Set exercise
Return all the data, word for word.
-- begin Input data --
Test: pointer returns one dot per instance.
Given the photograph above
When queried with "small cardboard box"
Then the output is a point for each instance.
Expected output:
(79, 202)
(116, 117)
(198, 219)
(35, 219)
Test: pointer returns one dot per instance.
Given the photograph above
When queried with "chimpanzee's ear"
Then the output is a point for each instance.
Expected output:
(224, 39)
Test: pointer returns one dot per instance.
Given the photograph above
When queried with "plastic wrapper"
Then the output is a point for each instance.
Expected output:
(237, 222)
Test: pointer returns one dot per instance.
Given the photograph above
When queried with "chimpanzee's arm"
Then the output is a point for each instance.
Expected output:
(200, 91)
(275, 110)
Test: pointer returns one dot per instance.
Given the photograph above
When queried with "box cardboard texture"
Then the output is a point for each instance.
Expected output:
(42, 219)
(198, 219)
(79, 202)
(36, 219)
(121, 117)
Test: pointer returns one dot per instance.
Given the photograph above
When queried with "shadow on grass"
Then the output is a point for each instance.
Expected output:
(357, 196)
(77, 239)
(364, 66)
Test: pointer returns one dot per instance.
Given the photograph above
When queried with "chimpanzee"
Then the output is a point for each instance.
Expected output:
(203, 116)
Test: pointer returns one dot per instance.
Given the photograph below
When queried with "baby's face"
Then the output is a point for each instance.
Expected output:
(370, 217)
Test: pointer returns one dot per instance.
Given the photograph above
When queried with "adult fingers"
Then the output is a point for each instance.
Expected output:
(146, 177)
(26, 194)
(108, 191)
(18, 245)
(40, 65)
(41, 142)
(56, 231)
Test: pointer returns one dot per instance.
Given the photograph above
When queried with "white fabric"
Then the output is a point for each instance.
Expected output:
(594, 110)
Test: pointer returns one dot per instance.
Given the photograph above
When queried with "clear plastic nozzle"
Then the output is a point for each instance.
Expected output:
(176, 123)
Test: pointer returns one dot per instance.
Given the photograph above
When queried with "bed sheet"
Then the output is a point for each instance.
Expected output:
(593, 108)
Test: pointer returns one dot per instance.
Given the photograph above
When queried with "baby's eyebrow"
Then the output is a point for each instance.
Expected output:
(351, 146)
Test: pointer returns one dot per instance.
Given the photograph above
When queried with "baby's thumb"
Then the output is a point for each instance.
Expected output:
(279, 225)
-- end Input data --
The solution
Test: pointer returns one dot per instance.
Given the photograph above
When queried with "small cardboard box"
Then the output is a point for each instance.
Expected output:
(79, 202)
(116, 117)
(198, 219)
(35, 219)
Test: pointer returns one dot per instance.
Given the photograph above
When queried with "chimpanzee's ear"
Then the output is a point for each instance.
Expected output:
(224, 39)
Test: pointer returns one dot per instance.
Given the photograph above
When queried with "plastic wrapper"
Then the output is a point for each instance.
Expected output:
(237, 222)
Test: pointer returns one dot per instance.
Given the photograph above
When queried with "chimpanzee's arm"
Then the output is a point for each instance.
Expected output:
(200, 91)
(275, 110)
Test: pointer returns one dot per instance.
Given the photograph above
When queried with "box cardboard texture"
Then the output is a point for each instance.
Expected output:
(42, 219)
(198, 219)
(79, 202)
(36, 219)
(121, 117)
Test: pointer returns one dot per instance.
Given the photograph above
When queried with "shadow on grass"
Then the output is a point for each instance.
Expected output:
(357, 196)
(77, 239)
(364, 66)
Test: pointer returns one dot per instance.
Given the photograph above
When queried with "chimpanzee"
Then the output is a point for each instance.
Expected output:
(203, 116)
Test: pointer returns one dot per instance.
Given the photograph below
When queried with "baby's face"
Then the output is a point for each instance.
Expected output:
(370, 217)
Test: pointer returns one dot per instance.
Given the photograph above
When queried with "adult fingers"
Then the output is a point for each instance.
Expected output:
(146, 177)
(26, 194)
(108, 191)
(18, 245)
(40, 65)
(41, 142)
(56, 231)
Test: pointer returns one dot per instance.
Given the photograph above
When queried with "white fabric"
Then the output is a point for each instance.
Expected output:
(594, 110)
Test: pointer returns one dot per instance.
Given the photograph above
When queried with "clear plastic nozzle"
Then the output is a point for each instance.
Expected output:
(176, 123)
Test: pointer returns one dot per instance.
Given the photograph above
When queried with "bed sheet"
Then the output is a point for each instance.
Expected output:
(593, 108)
Test: pointer returns one dot per instance.
Given the photograph above
When queried with "baby's eyebrow"
Then the output is a point for each instance.
Expected output:
(351, 146)
Test: pointer returns one dot per instance.
Given the photograph above
When queried with "baby's thumb"
Then the output is a point for each instance.
Expected output:
(279, 225)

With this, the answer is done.